## GIVEN EXERCISE
Begin at the line that has "point: desert shrub" and stop after the final line of the records. Reproduce every line in that span, requests included, shifting each coordinate in the answers up by 114 and leaving the coordinates in the requests unchanged.

## INPUT MATERIAL
#####
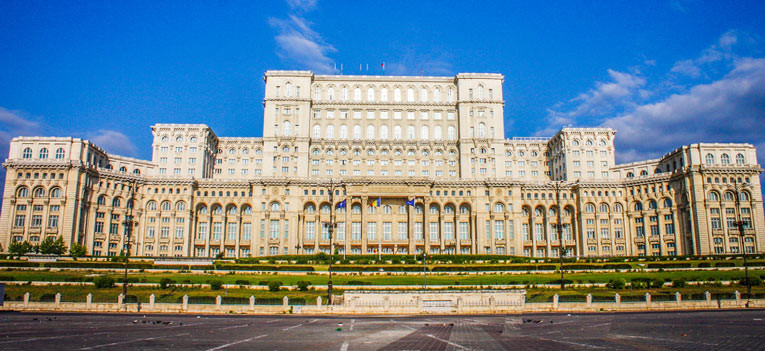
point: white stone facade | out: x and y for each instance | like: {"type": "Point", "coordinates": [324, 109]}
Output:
{"type": "Point", "coordinates": [438, 141]}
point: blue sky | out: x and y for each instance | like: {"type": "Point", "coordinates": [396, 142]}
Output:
{"type": "Point", "coordinates": [663, 73]}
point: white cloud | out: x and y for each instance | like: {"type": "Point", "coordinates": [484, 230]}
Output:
{"type": "Point", "coordinates": [113, 142]}
{"type": "Point", "coordinates": [299, 43]}
{"type": "Point", "coordinates": [731, 109]}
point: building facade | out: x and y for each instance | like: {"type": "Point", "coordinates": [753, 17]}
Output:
{"type": "Point", "coordinates": [421, 164]}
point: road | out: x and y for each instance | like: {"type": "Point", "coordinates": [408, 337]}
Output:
{"type": "Point", "coordinates": [705, 330]}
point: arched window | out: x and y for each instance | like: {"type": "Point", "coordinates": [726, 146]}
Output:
{"type": "Point", "coordinates": [437, 133]}
{"type": "Point", "coordinates": [397, 132]}
{"type": "Point", "coordinates": [38, 192]}
{"type": "Point", "coordinates": [451, 133]}
{"type": "Point", "coordinates": [343, 132]}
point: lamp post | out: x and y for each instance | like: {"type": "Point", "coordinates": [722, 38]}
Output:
{"type": "Point", "coordinates": [736, 186]}
{"type": "Point", "coordinates": [128, 223]}
{"type": "Point", "coordinates": [331, 225]}
{"type": "Point", "coordinates": [559, 228]}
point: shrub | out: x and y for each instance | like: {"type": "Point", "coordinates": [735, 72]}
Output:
{"type": "Point", "coordinates": [165, 283]}
{"type": "Point", "coordinates": [216, 284]}
{"type": "Point", "coordinates": [618, 283]}
{"type": "Point", "coordinates": [103, 282]}
{"type": "Point", "coordinates": [302, 285]}
{"type": "Point", "coordinates": [274, 285]}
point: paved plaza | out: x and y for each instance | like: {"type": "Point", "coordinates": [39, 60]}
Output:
{"type": "Point", "coordinates": [706, 330]}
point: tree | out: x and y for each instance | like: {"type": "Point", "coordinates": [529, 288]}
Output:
{"type": "Point", "coordinates": [77, 250]}
{"type": "Point", "coordinates": [19, 248]}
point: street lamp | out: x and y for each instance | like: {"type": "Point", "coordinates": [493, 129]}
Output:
{"type": "Point", "coordinates": [559, 228]}
{"type": "Point", "coordinates": [736, 186]}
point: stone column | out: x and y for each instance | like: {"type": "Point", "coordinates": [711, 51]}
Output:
{"type": "Point", "coordinates": [556, 301]}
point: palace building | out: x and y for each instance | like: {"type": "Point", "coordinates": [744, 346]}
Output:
{"type": "Point", "coordinates": [421, 163]}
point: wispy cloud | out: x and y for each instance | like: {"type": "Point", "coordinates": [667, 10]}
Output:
{"type": "Point", "coordinates": [299, 43]}
{"type": "Point", "coordinates": [113, 142]}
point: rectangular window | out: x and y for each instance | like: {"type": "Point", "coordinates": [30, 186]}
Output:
{"type": "Point", "coordinates": [433, 231]}
{"type": "Point", "coordinates": [403, 229]}
{"type": "Point", "coordinates": [387, 231]}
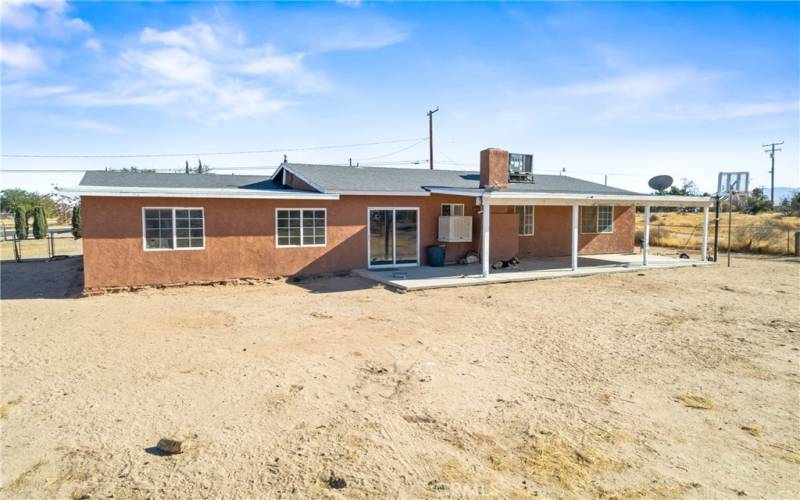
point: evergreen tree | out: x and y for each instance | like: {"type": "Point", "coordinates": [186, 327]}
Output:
{"type": "Point", "coordinates": [77, 231]}
{"type": "Point", "coordinates": [21, 223]}
{"type": "Point", "coordinates": [39, 223]}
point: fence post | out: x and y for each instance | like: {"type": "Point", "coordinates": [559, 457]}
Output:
{"type": "Point", "coordinates": [17, 255]}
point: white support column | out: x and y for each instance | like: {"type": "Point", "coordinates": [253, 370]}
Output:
{"type": "Point", "coordinates": [574, 237]}
{"type": "Point", "coordinates": [704, 250]}
{"type": "Point", "coordinates": [646, 237]}
{"type": "Point", "coordinates": [487, 211]}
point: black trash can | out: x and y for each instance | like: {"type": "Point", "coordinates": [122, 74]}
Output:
{"type": "Point", "coordinates": [436, 254]}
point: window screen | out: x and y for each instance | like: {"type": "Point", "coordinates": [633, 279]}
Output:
{"type": "Point", "coordinates": [452, 209]}
{"type": "Point", "coordinates": [158, 228]}
{"type": "Point", "coordinates": [588, 219]}
{"type": "Point", "coordinates": [605, 219]}
{"type": "Point", "coordinates": [173, 228]}
{"type": "Point", "coordinates": [597, 219]}
{"type": "Point", "coordinates": [188, 228]}
{"type": "Point", "coordinates": [301, 227]}
{"type": "Point", "coordinates": [525, 216]}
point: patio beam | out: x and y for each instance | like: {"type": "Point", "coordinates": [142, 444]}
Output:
{"type": "Point", "coordinates": [574, 237]}
{"type": "Point", "coordinates": [646, 236]}
{"type": "Point", "coordinates": [487, 212]}
{"type": "Point", "coordinates": [704, 250]}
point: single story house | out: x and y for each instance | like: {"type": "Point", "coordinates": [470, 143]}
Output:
{"type": "Point", "coordinates": [162, 228]}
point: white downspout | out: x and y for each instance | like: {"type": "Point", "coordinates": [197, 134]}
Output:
{"type": "Point", "coordinates": [485, 235]}
{"type": "Point", "coordinates": [704, 251]}
{"type": "Point", "coordinates": [574, 237]}
{"type": "Point", "coordinates": [646, 236]}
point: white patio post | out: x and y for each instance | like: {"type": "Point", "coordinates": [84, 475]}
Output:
{"type": "Point", "coordinates": [485, 238]}
{"type": "Point", "coordinates": [646, 236]}
{"type": "Point", "coordinates": [574, 237]}
{"type": "Point", "coordinates": [704, 250]}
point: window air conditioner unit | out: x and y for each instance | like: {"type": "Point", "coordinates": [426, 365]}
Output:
{"type": "Point", "coordinates": [455, 229]}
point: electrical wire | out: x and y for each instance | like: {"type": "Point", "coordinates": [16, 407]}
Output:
{"type": "Point", "coordinates": [259, 151]}
{"type": "Point", "coordinates": [394, 152]}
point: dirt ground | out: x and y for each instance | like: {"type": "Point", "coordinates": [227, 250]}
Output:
{"type": "Point", "coordinates": [668, 383]}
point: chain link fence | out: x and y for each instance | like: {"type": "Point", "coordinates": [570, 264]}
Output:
{"type": "Point", "coordinates": [760, 239]}
{"type": "Point", "coordinates": [59, 242]}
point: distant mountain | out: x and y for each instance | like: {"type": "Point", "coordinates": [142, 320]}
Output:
{"type": "Point", "coordinates": [781, 193]}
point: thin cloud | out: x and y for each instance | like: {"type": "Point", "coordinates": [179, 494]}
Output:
{"type": "Point", "coordinates": [93, 44]}
{"type": "Point", "coordinates": [95, 126]}
{"type": "Point", "coordinates": [640, 85]}
{"type": "Point", "coordinates": [49, 18]}
{"type": "Point", "coordinates": [20, 56]}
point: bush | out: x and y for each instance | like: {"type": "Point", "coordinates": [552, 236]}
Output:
{"type": "Point", "coordinates": [39, 223]}
{"type": "Point", "coordinates": [21, 223]}
{"type": "Point", "coordinates": [77, 231]}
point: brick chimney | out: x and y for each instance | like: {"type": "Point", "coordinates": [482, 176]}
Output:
{"type": "Point", "coordinates": [494, 167]}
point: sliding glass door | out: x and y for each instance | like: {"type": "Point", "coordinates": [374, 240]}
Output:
{"type": "Point", "coordinates": [393, 237]}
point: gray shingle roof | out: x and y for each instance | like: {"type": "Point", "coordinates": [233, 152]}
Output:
{"type": "Point", "coordinates": [337, 178]}
{"type": "Point", "coordinates": [160, 180]}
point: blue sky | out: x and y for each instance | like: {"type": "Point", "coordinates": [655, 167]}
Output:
{"type": "Point", "coordinates": [627, 90]}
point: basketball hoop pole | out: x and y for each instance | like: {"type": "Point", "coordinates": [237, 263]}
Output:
{"type": "Point", "coordinates": [730, 224]}
{"type": "Point", "coordinates": [716, 227]}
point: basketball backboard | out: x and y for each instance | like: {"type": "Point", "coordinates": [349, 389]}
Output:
{"type": "Point", "coordinates": [733, 183]}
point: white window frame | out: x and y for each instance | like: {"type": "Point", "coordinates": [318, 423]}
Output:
{"type": "Point", "coordinates": [174, 232]}
{"type": "Point", "coordinates": [451, 205]}
{"type": "Point", "coordinates": [520, 230]}
{"type": "Point", "coordinates": [394, 239]}
{"type": "Point", "coordinates": [597, 219]}
{"type": "Point", "coordinates": [301, 245]}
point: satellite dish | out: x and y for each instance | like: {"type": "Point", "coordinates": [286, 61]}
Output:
{"type": "Point", "coordinates": [660, 182]}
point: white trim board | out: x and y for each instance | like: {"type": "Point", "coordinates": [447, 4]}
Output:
{"type": "Point", "coordinates": [141, 192]}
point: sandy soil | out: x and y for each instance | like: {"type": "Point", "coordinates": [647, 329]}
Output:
{"type": "Point", "coordinates": [670, 383]}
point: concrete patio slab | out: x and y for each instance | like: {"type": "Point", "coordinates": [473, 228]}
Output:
{"type": "Point", "coordinates": [425, 277]}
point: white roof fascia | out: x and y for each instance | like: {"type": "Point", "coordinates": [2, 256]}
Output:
{"type": "Point", "coordinates": [254, 194]}
{"type": "Point", "coordinates": [383, 193]}
{"type": "Point", "coordinates": [509, 198]}
{"type": "Point", "coordinates": [472, 193]}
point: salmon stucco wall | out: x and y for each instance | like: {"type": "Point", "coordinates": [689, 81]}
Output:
{"type": "Point", "coordinates": [552, 234]}
{"type": "Point", "coordinates": [240, 239]}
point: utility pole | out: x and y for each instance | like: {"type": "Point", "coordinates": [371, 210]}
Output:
{"type": "Point", "coordinates": [430, 134]}
{"type": "Point", "coordinates": [771, 150]}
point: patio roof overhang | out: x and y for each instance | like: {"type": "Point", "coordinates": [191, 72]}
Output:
{"type": "Point", "coordinates": [499, 197]}
{"type": "Point", "coordinates": [489, 197]}
{"type": "Point", "coordinates": [148, 192]}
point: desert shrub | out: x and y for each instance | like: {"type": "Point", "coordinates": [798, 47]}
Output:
{"type": "Point", "coordinates": [77, 230]}
{"type": "Point", "coordinates": [39, 223]}
{"type": "Point", "coordinates": [21, 223]}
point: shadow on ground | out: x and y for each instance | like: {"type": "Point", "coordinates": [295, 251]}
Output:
{"type": "Point", "coordinates": [332, 284]}
{"type": "Point", "coordinates": [41, 279]}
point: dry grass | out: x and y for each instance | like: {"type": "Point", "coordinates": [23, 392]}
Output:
{"type": "Point", "coordinates": [753, 430]}
{"type": "Point", "coordinates": [38, 249]}
{"type": "Point", "coordinates": [769, 233]}
{"type": "Point", "coordinates": [695, 401]}
{"type": "Point", "coordinates": [5, 408]}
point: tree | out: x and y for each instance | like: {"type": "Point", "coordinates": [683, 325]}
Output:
{"type": "Point", "coordinates": [756, 202]}
{"type": "Point", "coordinates": [21, 223]}
{"type": "Point", "coordinates": [11, 199]}
{"type": "Point", "coordinates": [791, 205]}
{"type": "Point", "coordinates": [77, 230]}
{"type": "Point", "coordinates": [39, 223]}
{"type": "Point", "coordinates": [688, 188]}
#####
## IN RESPONSE
point: desert shrub | out: x and y for each instance | like: {"type": "Point", "coordinates": [798, 47]}
Output:
{"type": "Point", "coordinates": [191, 344]}
{"type": "Point", "coordinates": [153, 337]}
{"type": "Point", "coordinates": [135, 337]}
point: shadow on ground | out: x and y for each instance | like: {"type": "Point", "coordinates": [295, 251]}
Output:
{"type": "Point", "coordinates": [446, 398]}
{"type": "Point", "coordinates": [155, 393]}
point: dry grass | out: x and y for each instance | like: {"type": "Point", "coordinates": [23, 392]}
Output:
{"type": "Point", "coordinates": [867, 544]}
{"type": "Point", "coordinates": [152, 363]}
{"type": "Point", "coordinates": [883, 347]}
{"type": "Point", "coordinates": [809, 515]}
{"type": "Point", "coordinates": [119, 522]}
point: tree | out: x and y for each instance | like: {"type": "Point", "coordinates": [683, 325]}
Output:
{"type": "Point", "coordinates": [870, 316]}
{"type": "Point", "coordinates": [135, 337]}
{"type": "Point", "coordinates": [125, 313]}
{"type": "Point", "coordinates": [905, 319]}
{"type": "Point", "coordinates": [191, 344]}
{"type": "Point", "coordinates": [153, 337]}
{"type": "Point", "coordinates": [802, 302]}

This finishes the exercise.